(begin)

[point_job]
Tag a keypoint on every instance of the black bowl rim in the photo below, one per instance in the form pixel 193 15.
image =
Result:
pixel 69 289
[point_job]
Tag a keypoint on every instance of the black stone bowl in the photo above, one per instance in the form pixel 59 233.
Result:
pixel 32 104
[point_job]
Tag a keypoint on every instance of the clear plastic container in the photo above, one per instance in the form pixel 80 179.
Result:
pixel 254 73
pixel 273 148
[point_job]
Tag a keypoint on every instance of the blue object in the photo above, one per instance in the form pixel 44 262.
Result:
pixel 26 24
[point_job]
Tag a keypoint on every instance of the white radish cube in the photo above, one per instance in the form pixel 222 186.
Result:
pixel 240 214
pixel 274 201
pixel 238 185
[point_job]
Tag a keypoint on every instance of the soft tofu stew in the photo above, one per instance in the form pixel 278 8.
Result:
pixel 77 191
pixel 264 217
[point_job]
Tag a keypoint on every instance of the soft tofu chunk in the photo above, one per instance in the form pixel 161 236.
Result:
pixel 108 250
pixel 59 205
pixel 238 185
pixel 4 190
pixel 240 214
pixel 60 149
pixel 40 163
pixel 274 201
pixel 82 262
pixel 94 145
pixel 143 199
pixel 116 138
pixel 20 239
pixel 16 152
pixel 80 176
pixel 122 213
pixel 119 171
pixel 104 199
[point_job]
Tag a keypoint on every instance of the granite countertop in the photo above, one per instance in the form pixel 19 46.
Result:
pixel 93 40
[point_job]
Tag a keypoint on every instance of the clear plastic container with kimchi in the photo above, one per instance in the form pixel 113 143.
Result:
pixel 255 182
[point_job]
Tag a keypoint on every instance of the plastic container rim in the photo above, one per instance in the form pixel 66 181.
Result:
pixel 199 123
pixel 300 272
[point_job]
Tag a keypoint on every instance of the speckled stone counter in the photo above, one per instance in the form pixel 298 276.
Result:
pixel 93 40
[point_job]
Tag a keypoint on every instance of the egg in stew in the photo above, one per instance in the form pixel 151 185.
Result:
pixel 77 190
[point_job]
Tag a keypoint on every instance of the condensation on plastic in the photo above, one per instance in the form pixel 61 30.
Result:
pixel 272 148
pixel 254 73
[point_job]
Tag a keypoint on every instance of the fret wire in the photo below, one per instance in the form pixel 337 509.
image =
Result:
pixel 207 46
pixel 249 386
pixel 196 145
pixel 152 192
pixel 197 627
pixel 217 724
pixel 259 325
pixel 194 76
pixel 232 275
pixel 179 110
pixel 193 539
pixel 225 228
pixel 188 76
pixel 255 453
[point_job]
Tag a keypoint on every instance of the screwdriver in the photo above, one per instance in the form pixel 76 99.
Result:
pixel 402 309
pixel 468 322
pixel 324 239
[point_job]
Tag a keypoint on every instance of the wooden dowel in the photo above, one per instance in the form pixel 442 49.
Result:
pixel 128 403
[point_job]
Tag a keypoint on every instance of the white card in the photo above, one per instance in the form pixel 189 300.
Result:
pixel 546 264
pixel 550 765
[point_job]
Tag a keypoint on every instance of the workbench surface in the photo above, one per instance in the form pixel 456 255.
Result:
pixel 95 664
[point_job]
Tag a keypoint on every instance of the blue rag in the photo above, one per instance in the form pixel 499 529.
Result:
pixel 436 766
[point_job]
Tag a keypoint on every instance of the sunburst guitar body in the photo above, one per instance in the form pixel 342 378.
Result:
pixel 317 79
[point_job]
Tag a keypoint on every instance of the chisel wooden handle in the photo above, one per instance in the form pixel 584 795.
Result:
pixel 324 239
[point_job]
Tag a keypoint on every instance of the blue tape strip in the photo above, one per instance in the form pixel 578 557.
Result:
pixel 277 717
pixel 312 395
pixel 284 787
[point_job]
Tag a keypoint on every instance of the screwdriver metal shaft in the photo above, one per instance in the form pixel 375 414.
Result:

(end)

What you are asked to do >> Please rewrite all the rows above, changing "keypoint" to "marker" and leaving everything else unchanged.

Written answer >>
[point_job]
Tag a marker on every instance of the black bowl rim in the photo below, one per instance in the form pixel 193 15.
image =
Result:
pixel 69 289
[point_job]
Tag a marker on every instance of the black stone bowl in the photo above, one per instance in the form pixel 59 233.
Result:
pixel 32 104
[point_job]
Tag a marker on every instance of the clear plastic container in the photo above, one per instance in the form pixel 80 179.
Result:
pixel 254 73
pixel 273 148
[point_job]
Tag a marker on every instance of the blue object in the photo above, one per instance in the form pixel 44 262.
Result:
pixel 26 24
[point_job]
Tag a marker on every instance of the white radish cube in the photo above, one per instance in the form pixel 222 186.
Result:
pixel 240 214
pixel 274 201
pixel 238 185
[point_job]
Tag a marker on every instance of the soft tofu stew in the photo above, one per instance in the form pixel 278 8.
Result:
pixel 77 191
pixel 264 217
[point_job]
Tag a marker on every instance of the soft tofu chunk in the photo above, one per instance in the form pixel 161 236.
Result:
pixel 108 250
pixel 59 205
pixel 238 185
pixel 4 190
pixel 240 214
pixel 60 149
pixel 40 163
pixel 274 201
pixel 82 262
pixel 94 145
pixel 143 199
pixel 116 138
pixel 20 239
pixel 16 152
pixel 80 176
pixel 122 213
pixel 119 171
pixel 104 199
[point_job]
Tag a marker on every instance of the granite countertop in the photo above, one per instance in the form pixel 19 46.
Result:
pixel 93 40
[point_job]
Tag a marker on every instance of the clear plastic container with kimchi in the photo above, one per instance in the form pixel 113 143.
Result:
pixel 255 182
[point_job]
Tag a marker on every instance of the plastic container rim in the photo above, one per instance in the form pixel 66 181.
Result:
pixel 199 123
pixel 300 272
[point_job]
Tag a marker on every instance of the speckled stone counter in the photo above, one per instance in the form pixel 298 276.
Result:
pixel 93 40
[point_job]
Tag a marker on every instance of the egg in stew in the photo above, one per instance in the form pixel 151 185.
Result:
pixel 77 190
[point_job]
Tag a marker on every instance of the condensation on plastic in the photo above, one per instance in the form pixel 61 30.
Result:
pixel 272 148
pixel 254 73
[point_job]
Tag a marker on every instance of the fret wire in the photo below, one per instance in the form pixel 337 509.
image =
Result:
pixel 207 46
pixel 249 386
pixel 196 145
pixel 152 192
pixel 197 627
pixel 217 724
pixel 259 325
pixel 194 76
pixel 232 275
pixel 179 110
pixel 193 539
pixel 225 228
pixel 188 76
pixel 255 453
[point_job]
Tag a marker on every instance of the screwdriver in the photo above, one per instance in the form pixel 76 99.
Result:
pixel 402 309
pixel 468 322
pixel 324 239
[point_job]
Tag a marker on every instance of the wooden dowel in the photo above, one per instance in the form pixel 442 49.
Result:
pixel 128 403
[point_job]
Tag a marker on every instance of the white card in the photo above, one per instance in the form pixel 189 300.
Result:
pixel 546 264
pixel 550 765
[point_job]
Tag a marker on every instance of the workbench surface in the photo above, one per instance in the form pixel 456 255.
Result:
pixel 95 664
[point_job]
Tag a marker on every instance of the blue rag in the photo above, one per instance in the form pixel 499 529.
Result:
pixel 436 766
[point_job]
Tag a marker on every instance of the sunburst guitar body in the photo above, one per instance in the form pixel 342 378.
Result:
pixel 317 79
[point_job]
Tag a marker on every instance of the chisel wooden handle in the photo above, one per instance in the form pixel 584 795.
Result:
pixel 324 239
[point_job]
Tag a marker on every instance of the blue tape strip in the photo above, one per instance in the form pixel 578 557.
Result:
pixel 277 717
pixel 312 395
pixel 284 787
[point_job]
Tag a marker on every instance of the screwdriver metal shaft in the photo above, one per instance in the form pixel 375 414.
Result:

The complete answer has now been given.